** start of Supplied records **

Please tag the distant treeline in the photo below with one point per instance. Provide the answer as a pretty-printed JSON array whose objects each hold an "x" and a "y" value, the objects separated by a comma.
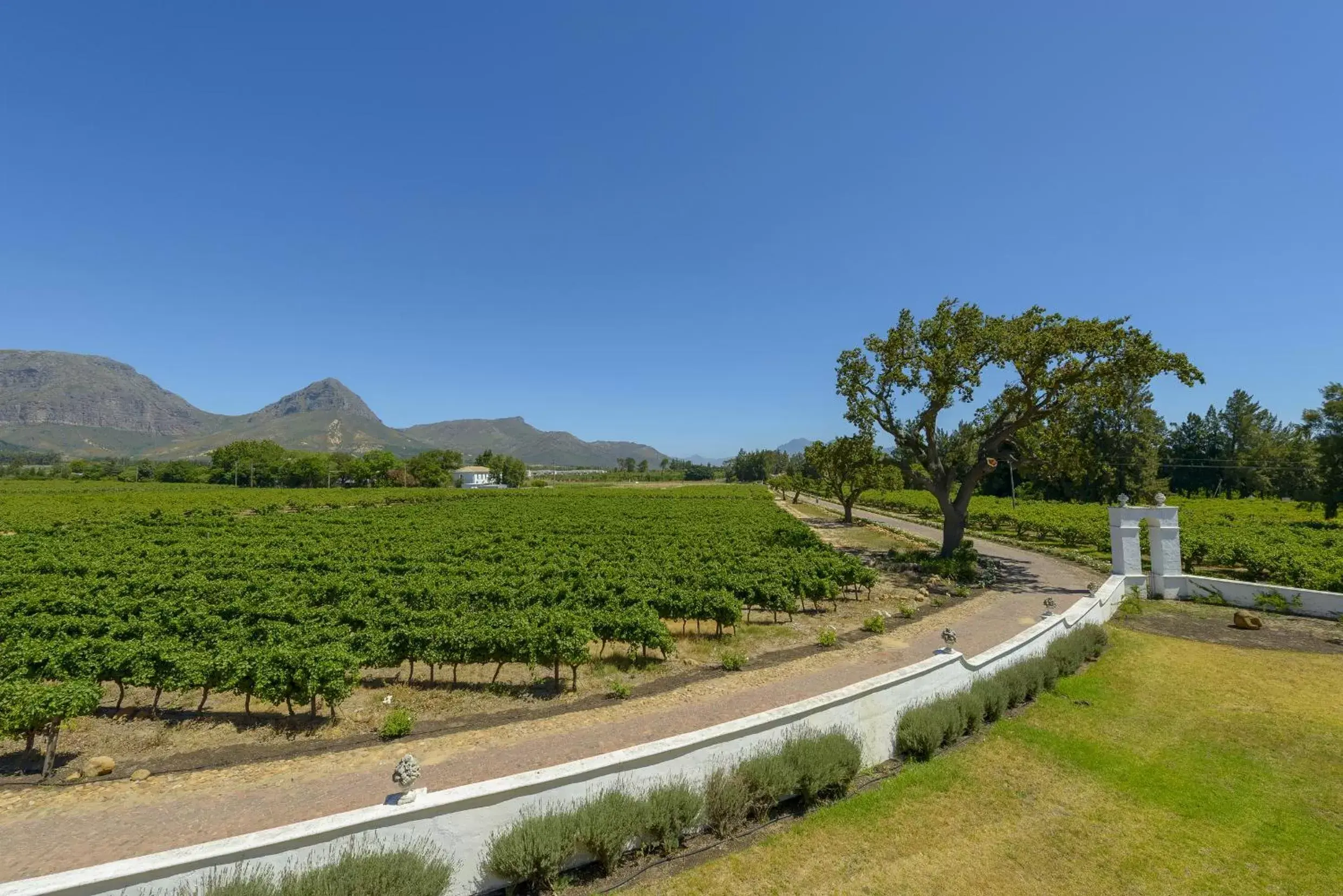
[
  {"x": 1096, "y": 453},
  {"x": 264, "y": 464}
]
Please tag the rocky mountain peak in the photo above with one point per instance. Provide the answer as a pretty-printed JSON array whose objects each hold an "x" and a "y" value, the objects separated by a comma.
[{"x": 323, "y": 395}]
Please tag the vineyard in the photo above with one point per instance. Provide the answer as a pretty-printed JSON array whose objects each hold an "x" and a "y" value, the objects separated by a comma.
[
  {"x": 1260, "y": 540},
  {"x": 288, "y": 598}
]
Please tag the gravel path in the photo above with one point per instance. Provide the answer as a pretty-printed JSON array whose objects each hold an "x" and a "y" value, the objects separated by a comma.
[{"x": 55, "y": 829}]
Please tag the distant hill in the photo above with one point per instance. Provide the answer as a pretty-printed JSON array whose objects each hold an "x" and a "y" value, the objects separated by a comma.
[
  {"x": 90, "y": 406},
  {"x": 321, "y": 417},
  {"x": 515, "y": 436}
]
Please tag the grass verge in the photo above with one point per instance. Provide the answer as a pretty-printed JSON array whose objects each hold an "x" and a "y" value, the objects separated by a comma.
[{"x": 1166, "y": 768}]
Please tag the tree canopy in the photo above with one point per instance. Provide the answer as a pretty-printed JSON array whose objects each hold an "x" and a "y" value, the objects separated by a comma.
[
  {"x": 905, "y": 381},
  {"x": 1326, "y": 425},
  {"x": 851, "y": 465}
]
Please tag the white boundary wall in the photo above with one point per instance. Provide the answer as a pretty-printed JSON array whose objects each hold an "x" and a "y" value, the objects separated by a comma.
[
  {"x": 461, "y": 820},
  {"x": 1241, "y": 594}
]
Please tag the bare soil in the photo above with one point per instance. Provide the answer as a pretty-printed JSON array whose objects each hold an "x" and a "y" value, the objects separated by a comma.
[{"x": 1213, "y": 624}]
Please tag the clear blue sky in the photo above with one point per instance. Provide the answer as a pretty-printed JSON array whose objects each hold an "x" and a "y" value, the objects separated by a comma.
[{"x": 660, "y": 221}]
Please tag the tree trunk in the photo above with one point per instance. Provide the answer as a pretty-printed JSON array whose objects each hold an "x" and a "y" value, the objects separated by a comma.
[
  {"x": 953, "y": 531},
  {"x": 50, "y": 760}
]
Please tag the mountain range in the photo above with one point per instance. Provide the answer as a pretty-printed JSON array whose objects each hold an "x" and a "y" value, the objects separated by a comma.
[{"x": 92, "y": 406}]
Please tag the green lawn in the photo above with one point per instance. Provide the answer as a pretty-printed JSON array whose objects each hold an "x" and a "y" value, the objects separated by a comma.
[{"x": 1168, "y": 768}]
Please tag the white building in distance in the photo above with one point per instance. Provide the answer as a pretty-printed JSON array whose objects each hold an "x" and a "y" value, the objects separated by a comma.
[{"x": 473, "y": 478}]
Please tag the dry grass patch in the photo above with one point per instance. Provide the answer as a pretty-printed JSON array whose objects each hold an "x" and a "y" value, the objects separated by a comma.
[{"x": 1168, "y": 768}]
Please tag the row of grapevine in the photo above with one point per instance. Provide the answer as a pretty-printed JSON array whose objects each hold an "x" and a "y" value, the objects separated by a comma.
[
  {"x": 1261, "y": 540},
  {"x": 289, "y": 606}
]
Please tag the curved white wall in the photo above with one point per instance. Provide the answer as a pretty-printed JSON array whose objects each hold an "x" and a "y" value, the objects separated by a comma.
[{"x": 461, "y": 820}]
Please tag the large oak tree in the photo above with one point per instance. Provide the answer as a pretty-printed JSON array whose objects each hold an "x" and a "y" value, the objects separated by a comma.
[{"x": 907, "y": 379}]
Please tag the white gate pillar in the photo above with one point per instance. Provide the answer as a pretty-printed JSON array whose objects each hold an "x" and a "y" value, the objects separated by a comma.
[
  {"x": 1125, "y": 547},
  {"x": 1163, "y": 534}
]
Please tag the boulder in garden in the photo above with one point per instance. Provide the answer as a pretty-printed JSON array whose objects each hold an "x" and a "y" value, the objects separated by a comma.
[
  {"x": 1244, "y": 620},
  {"x": 100, "y": 766}
]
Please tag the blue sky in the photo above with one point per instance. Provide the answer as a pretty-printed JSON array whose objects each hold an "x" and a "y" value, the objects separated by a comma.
[{"x": 659, "y": 221}]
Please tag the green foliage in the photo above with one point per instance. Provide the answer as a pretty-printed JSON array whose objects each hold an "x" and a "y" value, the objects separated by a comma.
[
  {"x": 993, "y": 698},
  {"x": 924, "y": 730},
  {"x": 734, "y": 660},
  {"x": 160, "y": 586},
  {"x": 1059, "y": 364},
  {"x": 396, "y": 724},
  {"x": 961, "y": 566},
  {"x": 669, "y": 810},
  {"x": 533, "y": 849},
  {"x": 608, "y": 824},
  {"x": 1248, "y": 539},
  {"x": 1275, "y": 602},
  {"x": 823, "y": 766},
  {"x": 768, "y": 778},
  {"x": 30, "y": 707},
  {"x": 1325, "y": 425},
  {"x": 848, "y": 467},
  {"x": 360, "y": 871},
  {"x": 727, "y": 802}
]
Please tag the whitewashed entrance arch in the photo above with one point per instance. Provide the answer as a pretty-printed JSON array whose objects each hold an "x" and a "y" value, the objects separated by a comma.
[{"x": 1163, "y": 532}]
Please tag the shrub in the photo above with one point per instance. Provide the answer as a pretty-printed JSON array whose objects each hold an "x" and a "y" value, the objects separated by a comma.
[
  {"x": 606, "y": 825},
  {"x": 533, "y": 849},
  {"x": 768, "y": 781},
  {"x": 922, "y": 731},
  {"x": 972, "y": 710},
  {"x": 734, "y": 660},
  {"x": 1275, "y": 602},
  {"x": 727, "y": 802},
  {"x": 668, "y": 812},
  {"x": 1067, "y": 655},
  {"x": 823, "y": 765},
  {"x": 993, "y": 695},
  {"x": 396, "y": 724},
  {"x": 367, "y": 872},
  {"x": 359, "y": 871}
]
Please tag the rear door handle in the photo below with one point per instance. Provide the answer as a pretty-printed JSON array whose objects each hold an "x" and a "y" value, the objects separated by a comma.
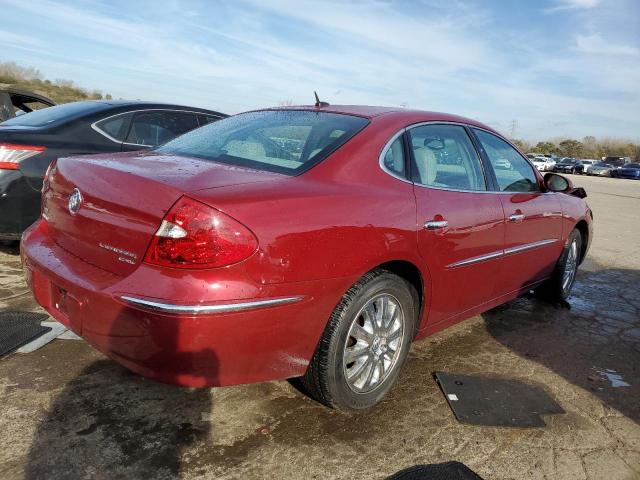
[{"x": 436, "y": 224}]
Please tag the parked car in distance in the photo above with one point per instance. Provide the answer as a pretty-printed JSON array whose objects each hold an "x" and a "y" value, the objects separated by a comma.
[
  {"x": 630, "y": 170},
  {"x": 568, "y": 165},
  {"x": 230, "y": 255},
  {"x": 502, "y": 163},
  {"x": 30, "y": 142},
  {"x": 586, "y": 163},
  {"x": 601, "y": 169},
  {"x": 15, "y": 102},
  {"x": 543, "y": 164}
]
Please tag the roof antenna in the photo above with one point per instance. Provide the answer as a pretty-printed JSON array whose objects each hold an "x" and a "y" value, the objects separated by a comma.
[{"x": 318, "y": 102}]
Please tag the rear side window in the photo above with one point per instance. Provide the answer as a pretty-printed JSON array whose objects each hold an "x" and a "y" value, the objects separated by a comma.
[
  {"x": 115, "y": 127},
  {"x": 159, "y": 126},
  {"x": 445, "y": 158},
  {"x": 513, "y": 172},
  {"x": 394, "y": 158},
  {"x": 56, "y": 115},
  {"x": 283, "y": 141}
]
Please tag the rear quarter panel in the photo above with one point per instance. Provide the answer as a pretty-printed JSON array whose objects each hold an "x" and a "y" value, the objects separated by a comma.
[{"x": 340, "y": 219}]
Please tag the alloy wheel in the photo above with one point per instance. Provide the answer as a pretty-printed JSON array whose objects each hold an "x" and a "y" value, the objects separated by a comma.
[{"x": 373, "y": 344}]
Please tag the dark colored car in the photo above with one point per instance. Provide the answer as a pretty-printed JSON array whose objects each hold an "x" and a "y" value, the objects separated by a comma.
[
  {"x": 616, "y": 161},
  {"x": 600, "y": 169},
  {"x": 15, "y": 102},
  {"x": 304, "y": 241},
  {"x": 630, "y": 170},
  {"x": 569, "y": 165},
  {"x": 28, "y": 144}
]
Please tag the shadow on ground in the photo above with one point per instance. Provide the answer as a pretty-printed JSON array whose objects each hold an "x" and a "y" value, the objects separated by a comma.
[
  {"x": 598, "y": 335},
  {"x": 110, "y": 423}
]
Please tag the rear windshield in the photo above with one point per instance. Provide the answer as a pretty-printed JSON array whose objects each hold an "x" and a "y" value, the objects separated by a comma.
[
  {"x": 54, "y": 115},
  {"x": 282, "y": 141}
]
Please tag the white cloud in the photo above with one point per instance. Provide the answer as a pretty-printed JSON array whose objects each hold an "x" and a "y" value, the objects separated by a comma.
[
  {"x": 597, "y": 45},
  {"x": 442, "y": 56},
  {"x": 573, "y": 5}
]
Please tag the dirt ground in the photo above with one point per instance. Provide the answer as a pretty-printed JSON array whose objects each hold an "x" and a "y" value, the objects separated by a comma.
[{"x": 68, "y": 412}]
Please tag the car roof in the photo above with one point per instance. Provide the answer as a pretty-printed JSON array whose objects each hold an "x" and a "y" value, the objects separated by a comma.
[
  {"x": 150, "y": 105},
  {"x": 399, "y": 113},
  {"x": 26, "y": 93}
]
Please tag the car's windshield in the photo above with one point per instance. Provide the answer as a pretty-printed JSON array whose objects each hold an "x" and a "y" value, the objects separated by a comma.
[
  {"x": 282, "y": 141},
  {"x": 54, "y": 115}
]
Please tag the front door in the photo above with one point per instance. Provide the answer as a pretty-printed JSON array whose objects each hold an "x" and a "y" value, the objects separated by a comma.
[
  {"x": 533, "y": 218},
  {"x": 463, "y": 236}
]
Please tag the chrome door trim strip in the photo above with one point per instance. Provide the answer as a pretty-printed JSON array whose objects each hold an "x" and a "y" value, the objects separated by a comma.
[
  {"x": 208, "y": 309},
  {"x": 480, "y": 258},
  {"x": 502, "y": 253},
  {"x": 529, "y": 246}
]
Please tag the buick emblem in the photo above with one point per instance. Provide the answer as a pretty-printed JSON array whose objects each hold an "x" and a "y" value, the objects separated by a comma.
[{"x": 75, "y": 201}]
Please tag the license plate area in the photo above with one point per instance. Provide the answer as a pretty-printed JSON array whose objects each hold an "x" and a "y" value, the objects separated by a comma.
[{"x": 68, "y": 308}]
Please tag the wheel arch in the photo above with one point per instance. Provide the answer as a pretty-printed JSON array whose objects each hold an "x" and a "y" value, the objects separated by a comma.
[{"x": 412, "y": 274}]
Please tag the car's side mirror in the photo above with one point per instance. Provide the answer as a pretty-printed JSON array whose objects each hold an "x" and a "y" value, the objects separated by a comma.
[{"x": 557, "y": 183}]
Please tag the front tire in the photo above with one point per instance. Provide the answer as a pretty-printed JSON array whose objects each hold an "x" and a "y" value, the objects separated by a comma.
[
  {"x": 365, "y": 343},
  {"x": 558, "y": 287}
]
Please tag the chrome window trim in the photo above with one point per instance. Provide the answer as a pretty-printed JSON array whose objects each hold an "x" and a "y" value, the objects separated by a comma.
[
  {"x": 95, "y": 127},
  {"x": 385, "y": 149},
  {"x": 444, "y": 122},
  {"x": 207, "y": 309},
  {"x": 503, "y": 253}
]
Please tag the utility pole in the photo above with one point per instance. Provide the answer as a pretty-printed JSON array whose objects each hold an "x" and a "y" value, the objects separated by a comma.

** end of Supplied records **

(What you will do):
Copy out, word for word, the lines starting at the line that contains "Please tag the wheel" and ending at the last line of the items, with both ends included.

(Solution to the problem):
Please tag the wheel arch in the photo above with one point per instance. Provide the answer as a pretty-printed JSON array whose objects each hold an "x" and a "y" value, the objects separated by a comma.
[{"x": 412, "y": 274}]
Please tag the car's side mirror in the photo above with one point per instance. Provide the answer as a pretty-printed JSON array whose objects each hold an "x" and a "y" value, the objects separated by a comma.
[{"x": 557, "y": 183}]
Please tag the front tire in the photo above with one point per instance. Provide the answer as a pretty-printed JSON array whose objects each hold an "x" and a "y" value, the objects separated by a comma.
[
  {"x": 365, "y": 343},
  {"x": 558, "y": 287}
]
Please tag the chrome window trim in the photo above with one point per instance. Provide the answer as a pretty-printed JSON array whose objects each hold an "x" and a "y" value, the objects separated by a comma.
[
  {"x": 95, "y": 127},
  {"x": 385, "y": 149},
  {"x": 444, "y": 122},
  {"x": 207, "y": 309},
  {"x": 503, "y": 253}
]
Please tag the utility pole in the photo above with one point per instance. Provide the answer as a pretty-printed JSON array whose objects each hold an "x" and a "y" value, the objects separated by a comma.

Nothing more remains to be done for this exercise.